Dataset content |
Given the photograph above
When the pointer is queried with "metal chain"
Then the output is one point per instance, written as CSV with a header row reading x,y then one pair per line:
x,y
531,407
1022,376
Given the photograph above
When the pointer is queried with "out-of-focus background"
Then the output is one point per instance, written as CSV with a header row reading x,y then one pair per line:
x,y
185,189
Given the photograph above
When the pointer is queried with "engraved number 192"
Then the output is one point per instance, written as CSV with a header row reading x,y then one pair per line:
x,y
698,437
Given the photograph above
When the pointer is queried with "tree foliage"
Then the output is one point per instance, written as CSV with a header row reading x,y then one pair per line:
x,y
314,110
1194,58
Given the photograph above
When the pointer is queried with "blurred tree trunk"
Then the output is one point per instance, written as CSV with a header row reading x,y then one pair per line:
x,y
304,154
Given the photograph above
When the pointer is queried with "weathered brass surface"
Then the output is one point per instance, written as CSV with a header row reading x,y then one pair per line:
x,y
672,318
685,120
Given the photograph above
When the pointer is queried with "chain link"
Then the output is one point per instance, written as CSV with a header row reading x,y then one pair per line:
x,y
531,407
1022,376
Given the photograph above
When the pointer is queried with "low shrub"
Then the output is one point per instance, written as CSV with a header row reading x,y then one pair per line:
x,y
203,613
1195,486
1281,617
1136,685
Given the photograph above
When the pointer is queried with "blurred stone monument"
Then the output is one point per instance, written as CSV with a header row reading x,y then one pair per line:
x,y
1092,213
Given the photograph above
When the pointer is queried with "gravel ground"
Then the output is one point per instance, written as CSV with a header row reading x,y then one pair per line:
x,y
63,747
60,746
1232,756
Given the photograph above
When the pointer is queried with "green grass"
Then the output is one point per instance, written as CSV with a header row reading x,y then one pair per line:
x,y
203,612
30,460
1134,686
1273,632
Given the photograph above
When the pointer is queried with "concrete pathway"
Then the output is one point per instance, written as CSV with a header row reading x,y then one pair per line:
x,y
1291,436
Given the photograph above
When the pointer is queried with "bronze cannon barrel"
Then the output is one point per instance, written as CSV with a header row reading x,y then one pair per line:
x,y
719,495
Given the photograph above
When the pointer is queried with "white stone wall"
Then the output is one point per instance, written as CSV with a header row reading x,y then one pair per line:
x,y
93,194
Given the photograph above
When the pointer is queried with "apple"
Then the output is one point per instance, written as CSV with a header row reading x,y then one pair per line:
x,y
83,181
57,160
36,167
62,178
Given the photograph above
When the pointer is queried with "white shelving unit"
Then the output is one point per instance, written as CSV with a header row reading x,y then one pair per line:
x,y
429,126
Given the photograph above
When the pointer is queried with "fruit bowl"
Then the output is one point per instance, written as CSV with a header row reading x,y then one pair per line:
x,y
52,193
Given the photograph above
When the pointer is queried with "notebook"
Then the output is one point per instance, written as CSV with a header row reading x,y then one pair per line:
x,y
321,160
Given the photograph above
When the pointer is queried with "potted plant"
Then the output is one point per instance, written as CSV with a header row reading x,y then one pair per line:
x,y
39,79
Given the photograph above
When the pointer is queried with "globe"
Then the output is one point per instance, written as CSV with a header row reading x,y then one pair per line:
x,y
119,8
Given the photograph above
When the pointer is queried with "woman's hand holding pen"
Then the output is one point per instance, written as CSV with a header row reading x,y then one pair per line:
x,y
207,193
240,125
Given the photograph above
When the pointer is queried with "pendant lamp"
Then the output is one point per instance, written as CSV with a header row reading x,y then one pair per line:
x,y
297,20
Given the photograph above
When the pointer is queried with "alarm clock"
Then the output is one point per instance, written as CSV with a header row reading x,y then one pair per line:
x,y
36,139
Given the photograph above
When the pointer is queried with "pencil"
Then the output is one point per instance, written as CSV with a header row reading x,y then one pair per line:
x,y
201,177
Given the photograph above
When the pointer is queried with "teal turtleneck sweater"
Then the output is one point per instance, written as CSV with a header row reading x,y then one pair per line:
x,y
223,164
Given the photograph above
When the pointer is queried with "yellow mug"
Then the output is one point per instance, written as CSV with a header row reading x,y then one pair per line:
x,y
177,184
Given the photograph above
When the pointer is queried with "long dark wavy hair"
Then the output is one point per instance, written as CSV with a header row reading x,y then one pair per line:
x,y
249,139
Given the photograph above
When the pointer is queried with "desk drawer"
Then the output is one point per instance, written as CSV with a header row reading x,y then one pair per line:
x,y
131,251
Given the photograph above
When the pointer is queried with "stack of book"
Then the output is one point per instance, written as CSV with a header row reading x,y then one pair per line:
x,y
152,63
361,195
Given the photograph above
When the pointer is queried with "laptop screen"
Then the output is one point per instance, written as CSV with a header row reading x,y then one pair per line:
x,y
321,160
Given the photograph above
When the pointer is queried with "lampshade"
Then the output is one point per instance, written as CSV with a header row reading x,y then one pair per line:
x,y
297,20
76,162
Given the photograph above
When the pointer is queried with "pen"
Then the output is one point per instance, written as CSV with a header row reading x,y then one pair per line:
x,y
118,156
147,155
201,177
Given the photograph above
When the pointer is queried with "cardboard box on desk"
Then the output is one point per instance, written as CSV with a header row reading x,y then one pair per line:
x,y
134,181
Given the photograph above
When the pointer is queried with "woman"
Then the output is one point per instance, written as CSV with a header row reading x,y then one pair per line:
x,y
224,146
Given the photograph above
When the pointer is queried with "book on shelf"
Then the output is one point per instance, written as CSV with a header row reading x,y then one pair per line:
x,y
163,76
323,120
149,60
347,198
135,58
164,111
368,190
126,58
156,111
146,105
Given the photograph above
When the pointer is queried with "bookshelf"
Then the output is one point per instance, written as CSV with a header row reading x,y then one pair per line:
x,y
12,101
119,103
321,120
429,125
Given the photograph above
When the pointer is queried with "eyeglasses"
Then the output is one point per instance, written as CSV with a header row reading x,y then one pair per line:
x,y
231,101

Short task |
All of the entries must be quoted exactly; please include each one.

Completed exercise |
Given the photograph above
When the pointer is queried with "metal chain"
Then the output is one point per instance, written as CSV with a header row reading x,y then one pair per line:
x,y
531,407
1022,376
Given the photograph above
When the pointer is queried with "out-of-focus background"
Then the output is one point per instance, written as CSV with a header row reading x,y then one pair per line:
x,y
185,189
Given the photograph above
When the pointer is queried with "engraved number 192"
Then the output is one point per instance, written as CSV with a header row reading x,y then one pair per line:
x,y
698,437
Given the photograph above
When the pointer is queried with "tree foliage"
Then the output is one point per instance, written as CSV with a header row reading x,y then one pair per line:
x,y
314,110
1194,58
Given the photograph above
When the pointer is queried with "blurred tree trunk"
Then the output is one point per instance, written as CSV with a header row reading x,y then one pair per line:
x,y
304,154
Given the photograph above
When the pointer is queried with "weathered brass surface"
Then the output is one point per instance, written as CSV with a header row reading x,y then one pair per line:
x,y
672,318
685,120
Given the photograph above
When the pointer is queried with "chain link"
Then the output is one point per instance, written as CSV with a header row reading x,y then one pair per line:
x,y
531,407
1022,376
Given the photograph above
When the pointer is queried with "low shrub"
Then the output is one point per instance, written as CSV with a header row reading x,y then one pair per line:
x,y
203,613
1195,486
1281,617
1136,685
Given the photograph above
When the pointer is queried with "blurred stone monument"
Then the output is one point per instance, written as CSV with a header row reading x,y then one pair per line:
x,y
1092,213
Given the photograph above
When the pointer is queried with "gravel ground"
Then the output is one point per instance, written as CSV with a header row reading x,y then one pair per line:
x,y
63,747
60,746
1232,756
Given the photograph above
When the pointer is queried with "green grass"
Then the output is one point per instance, written as CSV with a header row reading x,y then one pair per line:
x,y
203,612
30,460
1134,686
1273,632
Given the photograph above
When the pointer is queried with "concrete pathway"
Then the output is one point per instance, written as CSV with a header row reading x,y then one pair per line:
x,y
1291,436
Given the photograph above
When the pointer is queried with "bronze cannon barrel"
Then the output is one point per instance, written as CSV with a header row reading x,y then one pair per line:
x,y
719,495
Given the photograph above
When the pointer is queried with "white stone wall"
Then the output is one point per instance, written as CSV with a header row reading x,y then one pair per line:
x,y
93,194
Given the photograph above
When the pointer is queried with "apple"
Then the output is one point per instance, written as CSV with a header row reading x,y then one pair per line:
x,y
83,181
57,160
36,167
62,178
Given the photograph above
When the pointer is queried with "white shelving unit"
Then the output is one point per instance, written as CSV with a header row reading x,y then one pair per line:
x,y
429,126
Given the photograph above
When the pointer is queried with "fruit bowl"
Then the output is one point per instance, written as CSV with a header row reading x,y then one pair per line:
x,y
52,193
Given the photograph above
When the pointer is queried with "notebook"
Then the output is one point per instance, written as CSV with a header row reading x,y then one pair per line:
x,y
321,160
Given the photograph above
When the pointer is queried with "potted plant"
Then the output is one point per instance, written as CSV with a header row reading x,y then one pair per line:
x,y
39,79
Given the photograph above
When the pointer is queried with "globe"
Then the output is one point per instance, written as CSV with a header row reading x,y then one pair per line:
x,y
119,8
Given the photograph above
When the pointer is queried with "woman's hand holding pen"
Then the output is one point per instance, written as CSV with a header row reading x,y then one pair per line:
x,y
207,193
240,125
Given the photograph above
When the pointer is queried with "pendant lamp"
Then the output is one point per instance, written as CSV with a header row reading x,y then one pair per line:
x,y
297,20
Given the photograph above
When the pointer is queried with "alarm clock"
Then the output is one point per instance, written as CSV with a header row reading x,y then one pair per line:
x,y
36,139
Given the photograph above
When the pointer is queried with "pencil"
Then the output is one point per instance, written as CSV with a header row reading x,y then one pair per line:
x,y
201,177
Given the photograph above
When the pointer is queried with "teal turtleneck sweater"
Then the output is one point per instance, written as CSV with a header row reading x,y then one pair per line:
x,y
223,164
Given the photograph above
When the pointer is queried with "yellow mug"
Then the output is one point per instance, written as CSV with a header row reading x,y then one pair per line:
x,y
177,184
Given the photograph above
When the pointer is queried with "long dark wavy hair"
Then the output is one point per instance, written as CSV with a header row reading x,y then one pair per line:
x,y
249,139
Given the photograph above
When the pointer is queried with "desk drawer"
Then the output is one point per instance, written as CSV with a header row reading x,y then one pair per line:
x,y
131,251
Given the photograph above
When the pointer is queried with "stack of book"
Then the output is one point per instance, written as CSV with a header row reading x,y then one pair per line:
x,y
152,63
361,195
Given the photograph above
When the pointer is queried with "laptop screen"
Then the output is one point per instance, written as CSV with a header row reading x,y then one pair per line:
x,y
321,160
Given the photograph above
When the pointer is queried with "lampshade"
Then the output is one point per instance, written as CSV with a header row reading x,y then one pair per line:
x,y
297,20
76,162
Given the photograph above
When the pointer is queried with "pen"
Then the output is one point per instance, written as CSV with a header row reading x,y then one pair per line:
x,y
118,156
147,155
201,177
Given the photograph above
When the pointer is queried with "cardboard box on desk"
Then the output is one point per instance, written as CSV with a header row reading x,y then one pair per line:
x,y
134,181
Given the photograph above
When the pointer is queried with "woman"
Then the output is one point per instance, written as CSV with a header row reading x,y then one pair per line:
x,y
224,146
Given the photograph above
When the pointer is queried with "book on shelf"
Then the output is one point per instance, written as CSV with a header row reading x,y then one pair per line:
x,y
163,76
323,120
149,60
347,198
135,58
164,111
368,190
126,58
156,111
146,105
Given the photograph above
When the pointer is queried with "bookshelf"
Then the output is one point per instance, written as CSV with a header row reading x,y then one pair per line:
x,y
12,101
119,103
321,120
429,125
Given the photograph above
When the pointer is queried with "eyeglasses"
Then the output is one point per instance, written as CSV with a header row reading x,y then one pair per line:
x,y
231,101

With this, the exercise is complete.